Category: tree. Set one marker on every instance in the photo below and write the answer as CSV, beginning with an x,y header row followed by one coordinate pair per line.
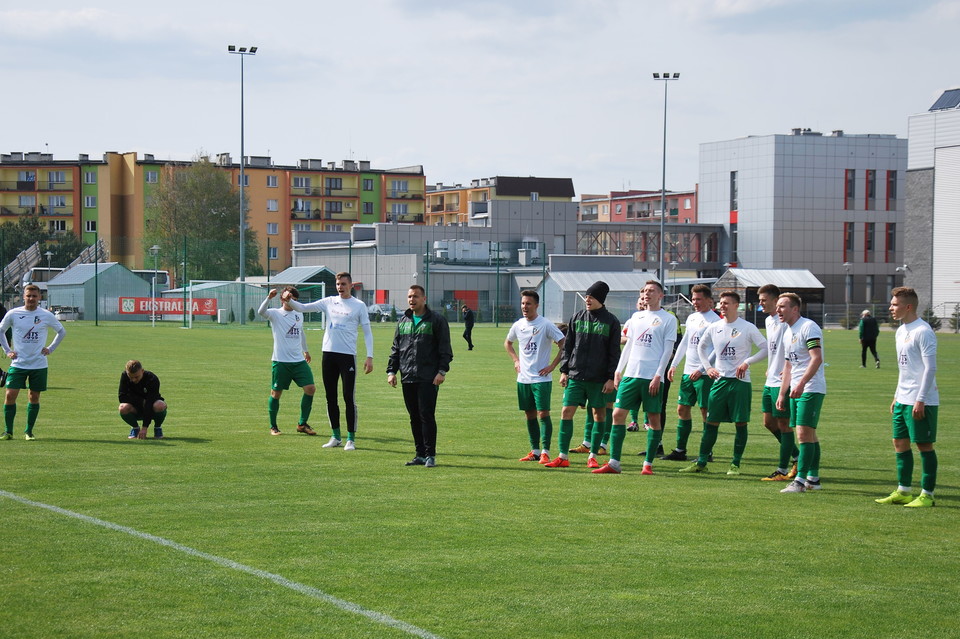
x,y
199,203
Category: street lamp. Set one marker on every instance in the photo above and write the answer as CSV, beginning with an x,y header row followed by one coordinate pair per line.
x,y
846,293
48,254
665,78
154,251
242,52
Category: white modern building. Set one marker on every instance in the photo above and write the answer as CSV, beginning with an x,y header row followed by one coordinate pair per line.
x,y
832,204
933,205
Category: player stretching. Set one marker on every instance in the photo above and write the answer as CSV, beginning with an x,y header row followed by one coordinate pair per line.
x,y
915,403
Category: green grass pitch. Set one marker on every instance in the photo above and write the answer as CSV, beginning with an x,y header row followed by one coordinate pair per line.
x,y
481,546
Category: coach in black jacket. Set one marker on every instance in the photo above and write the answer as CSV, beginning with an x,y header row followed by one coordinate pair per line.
x,y
421,354
590,354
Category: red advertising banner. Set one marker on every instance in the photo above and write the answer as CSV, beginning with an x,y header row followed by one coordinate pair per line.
x,y
166,306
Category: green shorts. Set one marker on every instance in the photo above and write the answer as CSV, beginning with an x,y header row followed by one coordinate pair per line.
x,y
695,393
634,393
18,377
285,372
769,402
922,431
730,400
580,393
534,396
805,410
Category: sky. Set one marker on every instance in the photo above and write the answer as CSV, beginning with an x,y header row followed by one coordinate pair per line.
x,y
475,89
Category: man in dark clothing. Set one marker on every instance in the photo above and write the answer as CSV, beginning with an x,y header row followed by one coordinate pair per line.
x,y
869,332
421,354
590,355
468,320
140,398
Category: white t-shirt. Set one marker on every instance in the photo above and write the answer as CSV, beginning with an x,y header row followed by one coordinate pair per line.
x,y
289,338
731,341
341,320
533,347
695,324
650,338
917,360
30,336
775,360
798,341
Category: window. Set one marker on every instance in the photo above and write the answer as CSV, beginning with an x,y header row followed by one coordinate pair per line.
x,y
734,194
891,190
849,188
871,183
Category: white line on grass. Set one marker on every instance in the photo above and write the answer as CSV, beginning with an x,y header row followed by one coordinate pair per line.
x,y
280,580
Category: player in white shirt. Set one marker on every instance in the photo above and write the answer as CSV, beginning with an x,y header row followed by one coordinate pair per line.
x,y
291,358
731,393
343,316
803,369
775,420
534,333
694,385
28,355
643,361
916,401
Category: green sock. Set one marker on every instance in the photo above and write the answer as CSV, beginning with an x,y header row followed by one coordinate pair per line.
x,y
546,433
618,432
710,433
805,461
533,431
273,407
9,412
654,438
928,470
566,434
32,411
306,405
739,443
684,428
787,446
905,468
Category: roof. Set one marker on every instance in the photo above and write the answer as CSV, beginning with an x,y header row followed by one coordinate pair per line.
x,y
82,273
785,278
617,281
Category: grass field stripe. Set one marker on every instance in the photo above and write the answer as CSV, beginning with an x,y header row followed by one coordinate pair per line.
x,y
280,580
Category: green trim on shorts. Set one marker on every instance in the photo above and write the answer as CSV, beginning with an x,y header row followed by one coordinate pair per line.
x,y
695,393
285,372
634,392
768,402
805,410
534,396
730,401
581,393
18,378
923,431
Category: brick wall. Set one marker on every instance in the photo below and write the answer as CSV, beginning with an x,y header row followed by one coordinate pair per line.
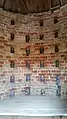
x,y
30,25
20,117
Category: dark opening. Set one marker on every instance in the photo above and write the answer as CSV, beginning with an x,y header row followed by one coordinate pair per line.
x,y
55,20
12,64
27,51
27,38
41,37
12,50
12,22
56,34
56,48
41,50
12,36
41,23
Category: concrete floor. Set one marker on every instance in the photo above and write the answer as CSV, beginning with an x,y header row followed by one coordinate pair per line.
x,y
34,106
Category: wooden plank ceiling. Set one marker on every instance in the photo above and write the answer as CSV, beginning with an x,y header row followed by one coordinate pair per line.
x,y
30,6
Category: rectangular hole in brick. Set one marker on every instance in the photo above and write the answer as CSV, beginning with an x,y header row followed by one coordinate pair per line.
x,y
27,38
12,49
56,48
41,50
55,19
41,23
12,79
12,64
12,36
42,78
56,34
28,77
41,64
41,37
12,22
57,63
28,64
27,51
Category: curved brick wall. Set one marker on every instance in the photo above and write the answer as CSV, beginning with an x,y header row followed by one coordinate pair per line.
x,y
29,24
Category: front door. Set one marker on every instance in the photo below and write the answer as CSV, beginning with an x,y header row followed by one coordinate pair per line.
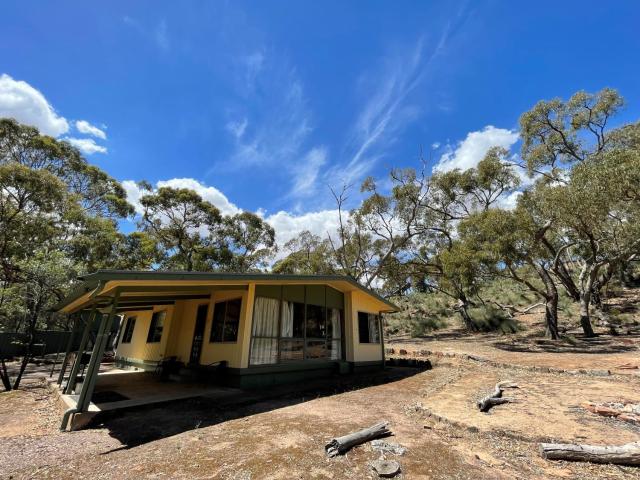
x,y
198,334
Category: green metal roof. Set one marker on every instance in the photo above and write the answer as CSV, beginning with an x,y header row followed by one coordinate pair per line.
x,y
91,281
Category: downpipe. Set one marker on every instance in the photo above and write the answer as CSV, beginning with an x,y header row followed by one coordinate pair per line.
x,y
65,417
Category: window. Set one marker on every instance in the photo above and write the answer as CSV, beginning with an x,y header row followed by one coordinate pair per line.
x,y
296,323
226,318
368,327
127,334
156,326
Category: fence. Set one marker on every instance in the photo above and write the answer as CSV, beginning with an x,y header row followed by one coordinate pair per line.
x,y
47,342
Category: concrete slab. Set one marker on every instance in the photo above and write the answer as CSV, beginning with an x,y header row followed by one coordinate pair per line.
x,y
139,388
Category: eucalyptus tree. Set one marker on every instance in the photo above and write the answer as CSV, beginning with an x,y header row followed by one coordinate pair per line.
x,y
57,218
374,238
184,225
307,254
98,193
447,264
509,243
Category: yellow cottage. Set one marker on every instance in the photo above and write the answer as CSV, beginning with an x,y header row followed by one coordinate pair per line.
x,y
243,330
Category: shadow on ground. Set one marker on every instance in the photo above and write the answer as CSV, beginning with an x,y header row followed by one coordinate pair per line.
x,y
139,425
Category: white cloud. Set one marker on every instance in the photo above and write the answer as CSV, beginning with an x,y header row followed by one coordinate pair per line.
x,y
160,35
85,127
474,147
27,105
86,145
510,201
288,225
306,173
211,194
========================
» EXERCISE AIM: Each entry above must be restated word for word; the pictures stay out of the copy.

» SOLUTION TO THIS PROBLEM:
Category: tree. Set one marker on every instance in the photo below and write the answer as CSV, beginning with an x,y header row followed by one coordinate pair per line.
x,y
199,203
Category: street lamp. Set one marker on every instance in the photo above and write the answer as CSV, beginning with an x,y header row followed by one coordinate pair per line.
x,y
846,293
48,254
665,78
154,251
242,52
Category: white modern building. Set one marker on every instance in the photo above and write the answer as CSV, beginning with an x,y header row followed by one coordinate pair per line.
x,y
832,204
933,205
Category: player stretching. Set one marker on every instance in the photo above and write the answer as CSV, beginning with an x,y header row followed by one coordinate pair per line.
x,y
915,403
Category: green grass pitch. Set one marker on every instance in the photo above and write the answer as CSV, beginning with an x,y header row followed by one coordinate pair per line.
x,y
481,546
Category: coach in black jacket. Set one marker on every instance in the photo above and write the answer as CSV, beginning with an x,y header row followed by one coordinate pair per line.
x,y
421,354
590,354
Category: red advertising banner. Set one marker on every instance in the photo above and write the answer as CSV, beginning with an x,y header row followed by one coordinate pair per line.
x,y
166,306
Category: green shorts. Set one marker on every instance in the photo above and write the answer as CSV, beginning with an x,y header row followed by one coordinate pair per line.
x,y
695,393
634,393
18,377
285,372
769,402
922,431
730,400
580,393
534,396
805,410
Category: sky. Set one marker on every instance in the photo above and write the answer as CSV, beginning with an x,y header row followed by one coordinate pair per line.
x,y
475,89
Category: man in dark clothing. Set one marker on every instance in the photo above and write the answer as CSV, beginning with an x,y header row followed by one coordinate pair per line.
x,y
869,332
421,354
590,355
468,320
140,398
Category: white t-shirt. Set one marker on every instance in the photo above and write the answer as CSV, beginning with an x,y header row followed by one coordinate pair per line.
x,y
289,338
731,341
341,320
533,347
695,324
650,338
917,360
30,336
775,360
798,341
Category: window. Set one marker on every instance in the photo above and write the answer as CSV, beginning with an x,y header row followed by one coordinate pair per line.
x,y
734,194
891,190
849,188
871,183
Category: white line on grass. Set one marker on every instance in the photo above and write the answer as CSV, beginning with an x,y header row followed by one coordinate pair per line.
x,y
280,580
Category: player in white shirt. Set one marker on every instance in the photo above and write the answer as CSV, beginning with an x,y header row followed by one coordinate pair per line.
x,y
291,358
731,393
343,316
803,369
775,420
534,333
694,385
28,355
643,361
916,401
Category: green sock. Set one marker on every instance in the photo above and write the answer as CSV, beginning with an x,y header row followed by one coordinate pair per line.
x,y
546,433
618,432
710,433
805,461
533,431
273,407
9,412
654,438
928,470
566,434
32,411
306,405
739,443
684,428
787,446
905,468
Category: roof. Set one marker on every instance in the photo above and write the answer as CSV, beginning with an x,y header row followed by one coordinate pair per line.
x,y
82,273
785,278
617,281
Category: grass field stripe. Set one marker on every instance in the photo above and write the answer as CSV, beginning with an x,y header row followed by one coordinate pair per line.
x,y
280,580
Category: green trim on shorts. Set one marker on every instance in the photo above and write the answer as CSV, beginning with an x,y header row followed by one coordinate pair per line.
x,y
695,393
285,372
634,392
768,402
805,410
534,396
730,401
581,393
18,378
923,431
Category: brick wall. Set one marker on every instance in the photo below and write the answer as CSV, beginning with an x,y header row followed by one coordinate pair per line.
x,y
30,25
20,117
Category: dark opening. Set one marker on every instance in the photo above and write the answer as CSV, beginning with an x,y header row followed by one coordinate pair per line.
x,y
55,20
12,64
27,51
27,38
41,37
12,50
12,22
56,34
56,48
41,50
12,36
41,23
Category: concrete floor. Set one marker on every instance in the photo above and write the answer as CSV, beginning with an x,y header row followed by one coordinate pair per line.
x,y
34,106
Category: wooden plank ceiling. Set one marker on every instance in the photo above and write the answer as CSV, beginning with an x,y header row followed by one coordinate pair per line.
x,y
30,6
Category: rectangular hole in brick. Set one marker on every instance in the photo above and write the answer as CSV, beginning with an x,y header row followed by one coordinate pair per line.
x,y
27,38
12,49
56,48
41,50
55,19
41,23
12,79
12,64
12,36
42,78
56,34
28,77
41,64
41,37
12,22
57,63
28,64
27,51
Category: curved brick wall. Set one marker on every instance in the photo above and write the answer as CSV, beginning with an x,y header row followed by one coordinate pair per line.
x,y
29,24
Category: front door. Set one marker on every instance in the photo below and write the answer as CSV, beginning with an x,y header row followed by one coordinate pair per line.
x,y
198,334
Category: green metal roof. Set one marker on every instance in the photo above and write the answer as CSV, beginning with an x,y header row followed by one coordinate pair per line.
x,y
91,281
Category: downpipe. Set one marker on every instance in the photo above and write the answer as CSV, beginning with an x,y header row followed by one coordinate pair per line.
x,y
65,417
Category: window. Set one marker on every instance in the photo above and write the answer as CSV, beginning with an x,y header row followed by one coordinate pair per line.
x,y
296,323
226,318
368,327
127,334
156,326
Category: fence. Set one marker on every instance in the photo above and write the answer as CSV, beginning with an x,y header row followed by one coordinate pair per line.
x,y
47,342
Category: concrete slab. Set one marker on every instance in the photo above and write the answer as CSV, beginning with an x,y header row followed by one coordinate pair per line.
x,y
139,388
Category: eucalyptus tree. Set one marker on every instance in the photo above and write the answer as CSV, beginning with an x,y header row followed by one coordinate pair per line.
x,y
57,218
374,238
184,225
307,254
98,193
447,264
509,243
Category: yellow cottage. Set one marker on every instance in the photo above and write the answer as CSV, beginning with an x,y header row followed by one coordinate pair per line.
x,y
243,330
Category: shadow on ground. Set one marker on every instance in the photo above and write the answer as CSV, beginning with an x,y header row followed by one coordinate pair per line.
x,y
139,425
Category: white cloud. Set one marker on every instance in the photo above and write the answer as CSV, beginning with an x,y header row followed by one coordinate pair per line.
x,y
160,35
85,127
474,147
27,105
86,145
510,201
288,225
306,173
211,194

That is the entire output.